* **GIVEN PROBLEM**:
Rewrite the entries below with "reflection on water" swapped for "shadow on the ground", leaving every other character exactly as it stands.

* **ENTRIES**:
☆ ☆ ☆

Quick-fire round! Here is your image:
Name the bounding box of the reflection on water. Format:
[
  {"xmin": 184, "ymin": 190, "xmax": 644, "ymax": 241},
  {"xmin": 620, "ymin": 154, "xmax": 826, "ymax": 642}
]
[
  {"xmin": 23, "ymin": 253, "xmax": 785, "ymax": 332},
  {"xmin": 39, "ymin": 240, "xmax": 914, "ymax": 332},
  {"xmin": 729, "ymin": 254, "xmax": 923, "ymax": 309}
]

☆ ☆ ☆

* **EXERCISE RESULT**:
Quick-fire round! Here is your image:
Name the bounding box of the shadow on the ground. Format:
[
  {"xmin": 184, "ymin": 190, "xmax": 644, "ymax": 241},
  {"xmin": 620, "ymin": 154, "xmax": 826, "ymax": 642}
]
[
  {"xmin": 23, "ymin": 253, "xmax": 785, "ymax": 332},
  {"xmin": 39, "ymin": 240, "xmax": 914, "ymax": 332},
  {"xmin": 729, "ymin": 254, "xmax": 923, "ymax": 309}
]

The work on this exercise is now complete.